_Instructions for the task_. Please return each of the entries below exactly as they appear.

* * *

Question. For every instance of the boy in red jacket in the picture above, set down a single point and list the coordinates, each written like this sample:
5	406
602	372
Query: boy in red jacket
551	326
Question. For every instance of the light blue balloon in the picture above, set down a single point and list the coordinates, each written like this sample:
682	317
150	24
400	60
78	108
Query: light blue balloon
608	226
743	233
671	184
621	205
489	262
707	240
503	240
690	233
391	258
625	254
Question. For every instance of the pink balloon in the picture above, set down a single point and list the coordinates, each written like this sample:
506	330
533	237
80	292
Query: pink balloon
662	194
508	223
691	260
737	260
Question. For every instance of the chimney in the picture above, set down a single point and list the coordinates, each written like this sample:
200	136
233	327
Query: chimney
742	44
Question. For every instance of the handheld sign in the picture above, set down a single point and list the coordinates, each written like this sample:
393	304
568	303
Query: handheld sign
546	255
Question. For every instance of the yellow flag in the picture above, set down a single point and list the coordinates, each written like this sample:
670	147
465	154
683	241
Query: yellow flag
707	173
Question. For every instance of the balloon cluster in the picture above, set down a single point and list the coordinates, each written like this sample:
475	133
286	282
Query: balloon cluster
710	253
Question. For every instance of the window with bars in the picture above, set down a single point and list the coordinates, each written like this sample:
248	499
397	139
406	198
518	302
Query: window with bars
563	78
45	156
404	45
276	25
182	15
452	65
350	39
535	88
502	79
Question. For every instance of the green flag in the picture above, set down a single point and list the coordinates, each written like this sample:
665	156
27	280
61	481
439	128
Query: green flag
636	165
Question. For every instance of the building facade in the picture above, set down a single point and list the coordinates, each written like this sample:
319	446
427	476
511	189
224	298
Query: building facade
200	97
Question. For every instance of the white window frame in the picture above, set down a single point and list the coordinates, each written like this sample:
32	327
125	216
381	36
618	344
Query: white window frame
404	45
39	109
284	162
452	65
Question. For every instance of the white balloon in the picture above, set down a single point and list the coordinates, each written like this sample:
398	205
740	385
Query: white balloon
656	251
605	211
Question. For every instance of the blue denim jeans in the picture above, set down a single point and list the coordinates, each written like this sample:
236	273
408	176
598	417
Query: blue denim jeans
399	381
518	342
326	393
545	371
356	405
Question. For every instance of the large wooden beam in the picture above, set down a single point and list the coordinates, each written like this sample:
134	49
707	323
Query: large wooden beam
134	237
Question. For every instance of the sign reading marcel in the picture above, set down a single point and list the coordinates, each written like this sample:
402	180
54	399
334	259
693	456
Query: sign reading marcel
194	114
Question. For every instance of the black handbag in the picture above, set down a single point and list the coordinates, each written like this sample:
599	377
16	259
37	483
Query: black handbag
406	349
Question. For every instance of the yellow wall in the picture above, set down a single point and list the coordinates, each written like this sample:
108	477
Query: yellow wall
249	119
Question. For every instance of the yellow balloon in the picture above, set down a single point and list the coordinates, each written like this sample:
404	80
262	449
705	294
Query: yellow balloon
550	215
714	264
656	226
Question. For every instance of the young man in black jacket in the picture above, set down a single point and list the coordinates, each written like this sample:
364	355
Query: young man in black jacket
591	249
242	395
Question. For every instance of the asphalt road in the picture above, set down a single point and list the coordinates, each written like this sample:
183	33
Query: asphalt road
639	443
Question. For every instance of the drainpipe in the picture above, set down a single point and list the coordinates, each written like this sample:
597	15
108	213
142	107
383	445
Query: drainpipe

* * *

_Solution for this task_.
Question. For every instance of the boy in red jacket in the picture above, set down a single point and list the coordinates, each written like this sample:
5	406
602	372
Query: boy in red jacket
551	326
Question. For every instance of the light blue balloon in the picture above, set down a single point and list the coordinates, each written like this sample:
682	317
150	24
400	60
78	108
Query: light blue balloon
608	226
743	233
671	184
621	205
489	262
707	240
503	240
690	233
391	258
625	254
Question. For every instance of the pink balloon in the picture above, set down a single point and list the coordinates, each written like this sample:
506	330
533	237
80	292
Query: pink balloon
662	194
508	223
691	260
737	260
Question. For every instance of the chimney in the picture above, set down a single point and list the coordinates, each written like this sample:
200	136
233	327
Query: chimney
742	44
Question. For every instance of the handheld sign in the picture above, set down a single point and list the coordinates, each written like this sample:
393	304
568	303
Query: handheld sign
546	255
Question. For every instance of the yellow flag in the picture above, set down a single point and list the coordinates, each written like this sample:
670	147
465	154
683	241
Query: yellow flag
707	173
Question. For every instance of the balloon cluster in the picture above, set down a single point and list the coordinates, each written like this sample:
475	133
286	282
Query: balloon cluster
710	253
Question. For every instance of the window with bars in the picture above, set down a single point and list the coordinates, each written like this sample:
248	499
397	139
406	198
518	302
Query: window with bars
563	78
45	156
404	45
276	25
182	15
452	65
350	39
535	88
502	79
Question. For every instance of the green flag in the picture above, set down a single point and list the coordinates, each written like this sample:
665	156
27	280
61	481
439	128
Query: green flag
636	165
Question. For every instance of the building facade in the picture above, set down a single point and list the coordinates, each written like this sample:
319	446
427	476
511	189
224	298
Query: building facade
200	97
Question. For every instance of the white window frame in the picture above, set down a single point and list the coordinates, each written like this sample:
32	327
125	216
381	36
618	344
Query: white window frame
404	45
39	109
284	162
452	65
Question. For every instance of the white balloon in the picture above, set down a single point and list the coordinates, each written like this sample:
398	205
740	385
Query: white balloon
656	251
605	211
Question. For every instance of the blue denim jeans in the picture above, set down a single point and list the coordinates, each written like this sample:
236	273
408	176
598	417
Query: blue denim jeans
399	381
518	342
326	393
545	371
356	405
Question. For every instance of the large wooden beam in the picture above, set down a single point and list the coordinates, each written like this sample:
134	49
707	323
Query: large wooden beam
134	237
Question. For every instance of the sign reading marcel in the picture above, set down a single point and list the coordinates, each written like this sample:
402	180
54	399
334	259
693	456
Query: sign reading marcel
194	114
Question. For every instance of the black handbag in the picture above, set down a single point and list the coordinates, each written like this sample:
599	377
16	259
37	483
Query: black handbag
406	349
Question. For every instance of the yellow wall in the picture above, set down a single point and list the coordinates, each written like this sample:
108	477
Query: yellow wall
249	119
Question. For every instance of the yellow balloon in the picture above, set down a single point and list the coordinates, each written like this sample:
404	80
262	449
705	294
Query: yellow balloon
550	215
714	264
656	226
Question. For every instance of the young man in black jacket in the picture above, set down a single point and list the coordinates, each written like this sample:
364	355
Query: young man in black jacket
591	249
242	395
Question. For every instance of the asphalt road in the picture above, set down a single point and list the coordinates, each written like this sample:
183	33
Query: asphalt road
639	443
Question. For every instance of the drainpipe in the picture above, set down a single point and list the coordinates, each written like this sample:
597	15
108	213
142	107
383	445
Query: drainpipe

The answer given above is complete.